22-Enfim, podemos apontar inúmeros gestos cotidianos que no conjunto se constituem num mosaico de ações que parecem ser isoladas, mas que sinalizam o quanto a cidadania precisa ser revisitada na prática e nas teorias que a sustentam. Acontece que mesmo com tais adversidades, no Brasil, podemos dizer que temos avançado substancialmente.

23-Esse meu otimismo decorre porque penso que a cidadania é um conceito construído historicamente. Desde os gregos, o termo tem adquirido significado diversificado de acordo com as experiências sociais. Na modernidade, o trabalho clássico de T. H. Marshall ("Cidadania, Classe Social e Status"), elucida o desenvolvimento dos direitos que compõem a cidadania na democracia ocidental: os civis, políticos e sociais. A ligação desses três direitos, em que a busca de um leva à conquista do outro, fundamenta a estabilidade do regime democrático. Na Inglaterra, esses direitos surgiram seqüencialmente durante os séculos 18, 19 e 20.

▸ **Detalhes da tarefa**: Redigite, sem alterar nada, o trecho do texto sobre cidadania que começa em "23-Esse meu otimismo" e termina em "18, 19 e 20.". As linhas que vêm a seguir não entram neste exercício.

▸ **Dados**:

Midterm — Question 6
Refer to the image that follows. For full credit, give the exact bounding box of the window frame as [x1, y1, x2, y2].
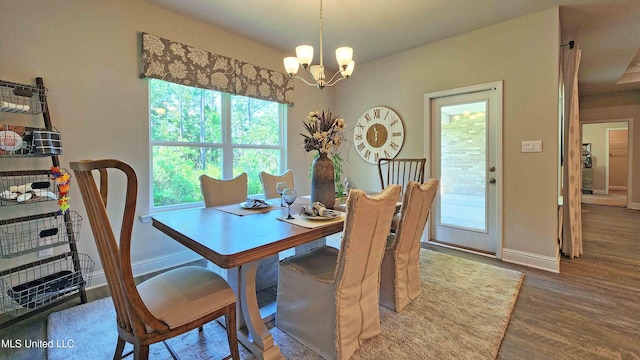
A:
[147, 79, 287, 213]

▸ **Resposta redigida**:
23-Esse meu otimismo decorre porque penso que a cidadania é um conceito construído historicamente. Desde os gregos, o termo tem adquirido significado diversificado de acordo com as experiências sociais. Na modernidade, o trabalho clássico de T. H. Marshall ("Cidadania, Classe Social e Status"), elucida o desenvolvimento dos direitos que compõem a cidadania na democracia ocidental: os civis, políticos e sociais. A ligação desses três direitos, em que a busca de um leva à conquista do outro, fundamenta a estabilidade do regime democrático. Na Inglaterra, esses direitos surgiram seqüencialmente durante os séculos 18, 19 e 20.